» 提示された文章
————————

最近、高校入試に関するニュースを耳にすることが多い。

 

 ・本郷が2021年度より高校募集停止。

 ・豊島岡が2022年度より高校募集停止。

 ・渋谷幕張が将来の中高一貫化を見据えて2020年度に制服をリニューアル。

 

これらのニュースに共通するキーワードは「完全中高一貫化」。

 

中高一貫校のうち、高校募集を行わない学校のことを、完全中高一貫校と呼んでいます。

 

近年、都内私立中を中心に、完全中高一貫化の流れが強まっていると言われていますが、

 

本当のところはどうなんだろう?

 

 

前回、TAP進学教室の高校合格実績(昭和62年度)について書きました。

 

この当時(30年以上前)と比べて、高校入試の状況はどのくらい変わっているのか、

 

詳しく調べてみることにしました。

 

 

まず、この当時、高校入試を行っていた都内私立高校の偏差値を示します。

 

新教育研究協会の偏差値データ(合格者平均偏差値)です。

 

 

<男子校(東京)>

70 開成、武蔵、桐朋
69 早大学院
68 海城、早稲田、早実、巣鴨
67 早実(商)
66 明大明治、中央大付、城北、佼成学園、学習院
65 法政第一、攻玉社、成城

 

<女子校(東京)>

71 慶應義塾女子
70 光塩女子学院
69 晃華

68 共立女子
67 学習院女子、恵泉女、東京純心、普連土、豊島岡
66 日大豊山女子(理数)、桐朋女子、大妻
65 実践、頌栄、鴎友、吉祥(文理・英)、調布(現・田園調布学園)、富士見

 

 

中学受験の難易度と比較してみると、開成や慶應義塾女子が私立最難関校であることに変わりはありませんが、ここで示されている高校偏差値は、全体的に学校間の差が小さいように見えます。

 

その理由については、上記の偏差値は、高校受験する一般的な中学生が母集団となっているためです。つまり、新教育研究協会の模試は公立高校の入試問題レベルであり、上位者には得点差がつきにくいのです。

 

これらの私立校(男子校16校、女子校18校)について、現在の高校入試の状況を調べました。

 

 

その結果・・・

 

高校入試を行っている学校が激減していることがわかりました。

 

 

 

この30年の間に、高校募集を停止した学校の割合は、

 

男子校で31%

女子校では72% にも達します。

 

何と、女子校18校のうち13校が高校入試から撤退していました。

 

 

この数字から明らかなように、

男子校より女子校の方が、完全中高一貫化の流れが顕著です。

————————

» データ抜粋
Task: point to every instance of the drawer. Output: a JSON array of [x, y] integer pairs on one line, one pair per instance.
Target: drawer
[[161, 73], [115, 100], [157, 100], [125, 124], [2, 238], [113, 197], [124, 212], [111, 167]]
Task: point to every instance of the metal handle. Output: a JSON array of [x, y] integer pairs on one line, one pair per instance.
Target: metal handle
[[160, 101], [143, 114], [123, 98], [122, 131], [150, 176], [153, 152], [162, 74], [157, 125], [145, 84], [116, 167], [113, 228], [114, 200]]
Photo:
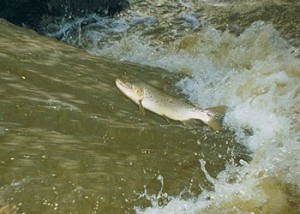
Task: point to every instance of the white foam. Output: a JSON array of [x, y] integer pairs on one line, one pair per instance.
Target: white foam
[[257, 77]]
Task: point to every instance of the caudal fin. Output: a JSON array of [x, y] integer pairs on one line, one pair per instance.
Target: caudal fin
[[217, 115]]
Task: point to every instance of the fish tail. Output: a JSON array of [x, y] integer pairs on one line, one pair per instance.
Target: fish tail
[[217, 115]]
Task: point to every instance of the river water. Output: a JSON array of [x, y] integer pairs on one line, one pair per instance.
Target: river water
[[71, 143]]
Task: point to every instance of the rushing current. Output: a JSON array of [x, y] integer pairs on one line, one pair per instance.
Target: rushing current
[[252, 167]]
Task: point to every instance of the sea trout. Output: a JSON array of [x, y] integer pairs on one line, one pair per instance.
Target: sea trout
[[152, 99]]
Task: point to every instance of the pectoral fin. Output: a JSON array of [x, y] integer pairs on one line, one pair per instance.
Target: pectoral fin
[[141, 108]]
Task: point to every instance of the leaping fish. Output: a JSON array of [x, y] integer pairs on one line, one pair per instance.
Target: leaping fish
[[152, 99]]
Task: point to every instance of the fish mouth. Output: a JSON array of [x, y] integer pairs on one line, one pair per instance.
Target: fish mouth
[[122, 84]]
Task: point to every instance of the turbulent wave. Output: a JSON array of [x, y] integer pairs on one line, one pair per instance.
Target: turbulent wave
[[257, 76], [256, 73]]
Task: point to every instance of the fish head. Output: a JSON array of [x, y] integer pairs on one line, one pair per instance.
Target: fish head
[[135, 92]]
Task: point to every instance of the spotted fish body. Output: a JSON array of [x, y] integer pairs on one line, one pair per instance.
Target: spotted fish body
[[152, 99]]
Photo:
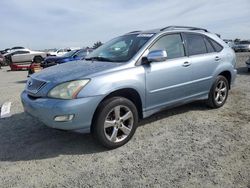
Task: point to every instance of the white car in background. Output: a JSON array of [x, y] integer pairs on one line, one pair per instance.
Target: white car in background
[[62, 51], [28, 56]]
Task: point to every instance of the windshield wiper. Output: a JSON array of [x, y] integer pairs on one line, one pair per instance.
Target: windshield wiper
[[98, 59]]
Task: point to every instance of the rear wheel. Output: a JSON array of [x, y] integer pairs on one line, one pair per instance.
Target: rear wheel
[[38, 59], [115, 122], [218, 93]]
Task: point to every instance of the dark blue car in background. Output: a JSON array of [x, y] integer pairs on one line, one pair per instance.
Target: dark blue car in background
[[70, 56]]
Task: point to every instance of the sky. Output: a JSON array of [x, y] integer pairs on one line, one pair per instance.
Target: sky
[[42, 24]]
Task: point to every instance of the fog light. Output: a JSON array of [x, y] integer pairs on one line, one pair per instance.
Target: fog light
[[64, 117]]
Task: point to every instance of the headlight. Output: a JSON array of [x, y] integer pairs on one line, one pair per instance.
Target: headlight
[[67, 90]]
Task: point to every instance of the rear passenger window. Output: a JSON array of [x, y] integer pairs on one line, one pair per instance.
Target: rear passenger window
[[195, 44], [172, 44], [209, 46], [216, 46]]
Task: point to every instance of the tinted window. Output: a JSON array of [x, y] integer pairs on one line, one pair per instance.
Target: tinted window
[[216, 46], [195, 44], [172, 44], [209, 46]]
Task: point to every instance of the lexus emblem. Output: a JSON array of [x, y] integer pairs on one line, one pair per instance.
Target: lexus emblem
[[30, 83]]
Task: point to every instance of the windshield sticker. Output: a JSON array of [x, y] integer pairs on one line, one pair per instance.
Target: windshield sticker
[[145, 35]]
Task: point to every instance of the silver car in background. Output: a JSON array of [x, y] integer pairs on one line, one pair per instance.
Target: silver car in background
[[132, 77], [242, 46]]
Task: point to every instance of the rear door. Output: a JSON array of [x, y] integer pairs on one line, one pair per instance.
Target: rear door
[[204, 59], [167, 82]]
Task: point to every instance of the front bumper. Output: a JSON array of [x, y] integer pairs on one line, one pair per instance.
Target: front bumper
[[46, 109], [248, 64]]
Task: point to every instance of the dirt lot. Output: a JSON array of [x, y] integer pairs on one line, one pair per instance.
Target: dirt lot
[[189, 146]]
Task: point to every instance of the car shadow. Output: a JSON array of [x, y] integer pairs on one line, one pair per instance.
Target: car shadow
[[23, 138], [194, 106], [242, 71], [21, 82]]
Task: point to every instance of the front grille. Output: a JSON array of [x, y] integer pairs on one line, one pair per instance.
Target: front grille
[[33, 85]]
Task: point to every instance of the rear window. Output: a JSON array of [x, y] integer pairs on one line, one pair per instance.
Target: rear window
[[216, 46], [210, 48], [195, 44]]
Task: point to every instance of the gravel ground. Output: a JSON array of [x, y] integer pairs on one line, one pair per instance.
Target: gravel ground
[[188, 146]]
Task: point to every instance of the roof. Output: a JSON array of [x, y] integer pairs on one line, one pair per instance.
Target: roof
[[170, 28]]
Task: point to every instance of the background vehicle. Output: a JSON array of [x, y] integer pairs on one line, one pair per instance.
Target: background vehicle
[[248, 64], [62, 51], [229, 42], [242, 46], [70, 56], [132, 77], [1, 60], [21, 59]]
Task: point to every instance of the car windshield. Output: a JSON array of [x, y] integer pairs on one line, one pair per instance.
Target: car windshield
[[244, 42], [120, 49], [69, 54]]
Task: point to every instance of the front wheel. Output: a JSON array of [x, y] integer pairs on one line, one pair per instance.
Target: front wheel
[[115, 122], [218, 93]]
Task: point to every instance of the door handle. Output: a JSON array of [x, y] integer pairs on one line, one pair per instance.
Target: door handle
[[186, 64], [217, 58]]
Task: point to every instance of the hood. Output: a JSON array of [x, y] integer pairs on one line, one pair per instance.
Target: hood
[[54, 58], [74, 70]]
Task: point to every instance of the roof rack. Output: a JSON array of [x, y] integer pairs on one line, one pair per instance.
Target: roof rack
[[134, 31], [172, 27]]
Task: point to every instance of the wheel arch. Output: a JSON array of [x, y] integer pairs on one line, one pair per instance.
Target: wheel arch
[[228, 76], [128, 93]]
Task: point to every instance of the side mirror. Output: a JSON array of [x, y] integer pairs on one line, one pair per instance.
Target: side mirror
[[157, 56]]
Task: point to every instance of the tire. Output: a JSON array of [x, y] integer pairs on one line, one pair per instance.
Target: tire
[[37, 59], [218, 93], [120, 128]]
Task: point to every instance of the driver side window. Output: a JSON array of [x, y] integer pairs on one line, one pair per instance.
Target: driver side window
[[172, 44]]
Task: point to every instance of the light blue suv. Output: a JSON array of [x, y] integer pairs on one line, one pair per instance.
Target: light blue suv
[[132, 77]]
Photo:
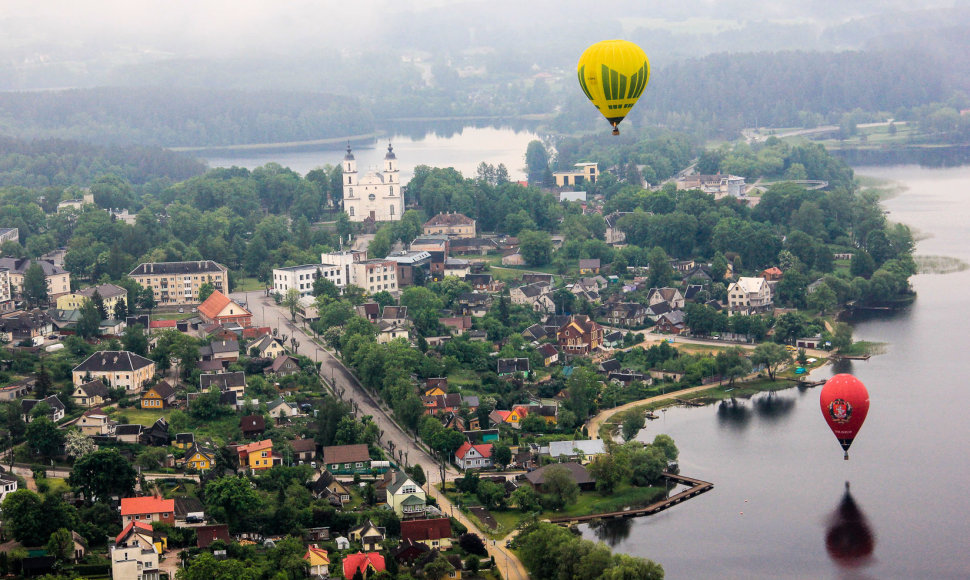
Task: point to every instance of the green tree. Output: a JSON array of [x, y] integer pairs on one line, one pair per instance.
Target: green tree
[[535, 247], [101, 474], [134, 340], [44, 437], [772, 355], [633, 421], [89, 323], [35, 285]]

————————

» 作業内容
(a) 高校入試についての文章をもとに、次の問いに答えよ。
(i) 示された偏差値は、どの団体のどんなデータか。
(ii) 女子校のうち高校募集を停止した学校の割合は何%に達するか。
(iii) 豊島岡が高校募集を停止するのは何年度からか。
(b) 高校入試についての文章のうち、「中学受験の難易度と比較してみ」で始まり「は得点差がつきにくいのです。」で終わる部分を、一字一句変えずに書き写してください。
(c) 高校入試についての文章の続きを、最後の文の次から書くこと。

» 各作業の解答
(a)
(i) 新教育研究協会の偏差値データ(合格者平均偏差値)
(ii) 72%
(iii) 2022年度

(b)
中学受験の難易度と比較してみると、開成や慶應義塾女子が私立最難関校であることに変わりはありませんが、ここで示されている高校偏差値は、全体的に学校間の差が小さいように見えます。

 

その理由については、上記の偏差値は、高校受験する一般的な中学生が母集団となっているためです。つまり、新教育研究協会の模試は公立高校の入試問題レベルであり、上位者には得点差がつきにくいのです。

(c)
 

 

<高校募集を停止した学校> カッコ内は当時の募集定員

武蔵(40)、海城(340)、早稲田(50)、攻玉社(50)、成城(350)、光塩女子学院(25)、晃華(20)、共立女子(100)、学習院女子(45)、恵泉女(90)、普連土(15)、大妻(100)、実践(120)、頌栄(45)、鴎友(140)、吉祥(320)、調布(70)、富士見(360)

 

<募集定員減の学校>

早大学院(600→360)、早実(250→180)、巣鴨(100→70)、中央大付(500→200)、城北(350→85)、佼成学園(320→120)、学習院(50→20)、法政第一(270→92)、東京純心(180→90)、豊島岡(400→90)、日大豊山女子(500→140)

 

<募集定員増もしくは変わらない学校>

開成(100)、桐朋(50)、明大明治(100)、慶應義塾女子(100)、桐朋女子(150→170)

 

これらの私立校で削減された高校募集の人数は、4300名を超えます。

 

さらに、高校募集を停止した学校は他にもある。

 

例えば、

渋谷女子 現・渋谷渋谷 (500)

日本橋女学館 現・開智日本橋 (250)

 

また、この当時、すでに高校募集をしていなかった学校もかなりありました。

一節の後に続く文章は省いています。